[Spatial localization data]
---

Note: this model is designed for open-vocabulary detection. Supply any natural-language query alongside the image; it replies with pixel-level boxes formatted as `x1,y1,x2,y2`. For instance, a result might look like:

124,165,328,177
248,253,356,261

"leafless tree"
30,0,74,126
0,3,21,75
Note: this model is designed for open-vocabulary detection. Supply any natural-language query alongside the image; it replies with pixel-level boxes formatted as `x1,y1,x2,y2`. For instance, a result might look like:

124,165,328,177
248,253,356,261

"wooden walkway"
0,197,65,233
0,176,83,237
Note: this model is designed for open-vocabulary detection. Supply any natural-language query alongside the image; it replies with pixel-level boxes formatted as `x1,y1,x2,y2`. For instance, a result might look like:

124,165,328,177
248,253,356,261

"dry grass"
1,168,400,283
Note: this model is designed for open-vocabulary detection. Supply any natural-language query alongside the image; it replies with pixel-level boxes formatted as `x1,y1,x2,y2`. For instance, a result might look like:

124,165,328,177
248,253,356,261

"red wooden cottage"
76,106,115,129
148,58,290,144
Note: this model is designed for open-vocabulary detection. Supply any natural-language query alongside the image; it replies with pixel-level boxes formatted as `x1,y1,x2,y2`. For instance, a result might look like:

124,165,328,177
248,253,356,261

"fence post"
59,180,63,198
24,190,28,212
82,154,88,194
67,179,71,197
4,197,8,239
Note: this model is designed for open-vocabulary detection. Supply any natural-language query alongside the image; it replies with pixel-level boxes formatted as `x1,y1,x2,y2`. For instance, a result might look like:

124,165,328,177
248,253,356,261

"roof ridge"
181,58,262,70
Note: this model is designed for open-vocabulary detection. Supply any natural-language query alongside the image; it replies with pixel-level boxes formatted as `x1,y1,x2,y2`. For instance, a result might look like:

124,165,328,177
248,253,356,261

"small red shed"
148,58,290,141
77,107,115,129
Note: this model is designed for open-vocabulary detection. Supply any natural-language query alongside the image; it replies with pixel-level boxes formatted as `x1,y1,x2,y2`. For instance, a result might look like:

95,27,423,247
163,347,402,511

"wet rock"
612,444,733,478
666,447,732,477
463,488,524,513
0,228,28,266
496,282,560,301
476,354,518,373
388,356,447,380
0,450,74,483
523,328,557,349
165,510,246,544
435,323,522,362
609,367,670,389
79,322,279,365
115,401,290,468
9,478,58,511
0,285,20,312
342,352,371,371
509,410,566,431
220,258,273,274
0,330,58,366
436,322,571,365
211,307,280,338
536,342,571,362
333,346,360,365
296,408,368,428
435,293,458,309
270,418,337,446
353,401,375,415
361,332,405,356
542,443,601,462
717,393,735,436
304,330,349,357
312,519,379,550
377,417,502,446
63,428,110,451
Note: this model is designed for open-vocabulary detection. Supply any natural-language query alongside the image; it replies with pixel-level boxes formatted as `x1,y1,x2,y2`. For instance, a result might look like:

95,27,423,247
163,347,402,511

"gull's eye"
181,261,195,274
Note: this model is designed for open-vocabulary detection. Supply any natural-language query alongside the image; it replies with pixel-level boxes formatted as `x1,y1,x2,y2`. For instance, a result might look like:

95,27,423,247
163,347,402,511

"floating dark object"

---

◆ Task statement
Word for word, copy out the records.

◆ Solution for this problem
Note: this model is designed for open-vocabulary detection. Supply any natural-language query alongside the image; it replies with pixel-level boxes formatted as `x1,y1,x2,y2`. For instance, a result might look like:

124,165,328,177
248,253,356,261

"leafless tree"
30,0,74,126
0,3,21,75
Note: this model is designed for open-vocabulary detection. Supply any natural-language query alongside the image; it replies with pixel-level boxes formatted as `x1,y1,x2,y2`. For instance, a result might look like:

124,165,328,177
248,253,356,261

"wooden walkway"
0,197,65,233
0,176,83,237
Note: this model is designed for open-vocabulary detection. Supply any natural-language query alongside the image; it replies with pixel-level boxes formatted as `x1,y1,x2,y2`. For instance, a result might look like:

124,165,328,177
248,253,356,261

"dry grass"
1,168,400,283
Note: this model is designed for open-vocabulary detection. Supply any natural-language query alongside the image; it replies with pixel-level boxes formatted as `x1,y1,x2,y2`. For instance, a result might look like:

124,165,328,177
248,253,356,261

"red wooden cottage"
76,106,115,129
148,58,290,144
Note: this model is designed for open-vocabulary detection. Supply any natural-language query alongside the image; it replies with pixel-level boxes formatted as `x1,y1,x2,y2`. For instance, a result might look like:

124,165,328,177
248,253,356,261

"fence post"
59,180,63,198
24,190,28,212
82,154,88,194
67,179,71,197
4,197,8,239
Note: this model is designed for open-vocabulary detection. Supply any natural-language query alongside the image; it replies with pixel-level boxes formatted as `x1,y1,x2,y2`. For instance, a result might look like:

124,165,328,177
248,253,356,261

"roof ridge"
181,58,262,70
Note: this model is designed for open-vocabulary detection. Supply any natural-language query alongside the image; it replies with pixel-level boxes formatted as `x1,y1,x2,y2`. For instance, a result might look like:

124,165,328,177
248,253,356,261

"small red shed"
148,58,290,141
77,107,115,129
Note: this model is designed for open-vocabulary detection. Supply any natural-language query alongside the image; it replies with pixel-level boxes formatted as `x1,y1,x2,y2`. For instance, a result might look like:

95,27,423,247
163,347,402,511

"wet rock"
612,444,733,478
666,447,732,477
463,488,524,513
0,228,28,266
496,282,560,301
476,354,518,373
388,356,447,380
0,450,74,483
523,328,557,349
165,510,246,544
435,323,522,362
609,367,670,389
79,322,279,365
115,401,290,468
9,478,58,511
0,285,20,312
342,352,371,371
509,410,566,431
220,258,273,274
0,330,58,366
436,322,571,365
211,307,280,338
536,342,571,362
333,346,360,365
296,408,368,428
435,293,458,309
270,418,337,446
353,401,375,415
361,332,405,356
542,443,601,462
717,393,735,436
304,330,349,357
312,519,379,550
377,417,502,446
63,428,110,451
Note: this model is designed for open-vocabulary detection. Supply any natural-language query alongside the image; it replies with pixel-level boxes formatted as `x1,y1,x2,y2`. For instance, a result might look like:

95,27,423,247
163,347,402,511

"gull's eye"
181,261,195,274
Note: this model is designed for open-vocabulary detection. Supply any natural-language query alongside the image; it replies with pixel-level boxes formatted as `x1,y1,x2,y2`. For instance, a result might look like:

95,27,423,247
163,347,402,511

"floating dark object"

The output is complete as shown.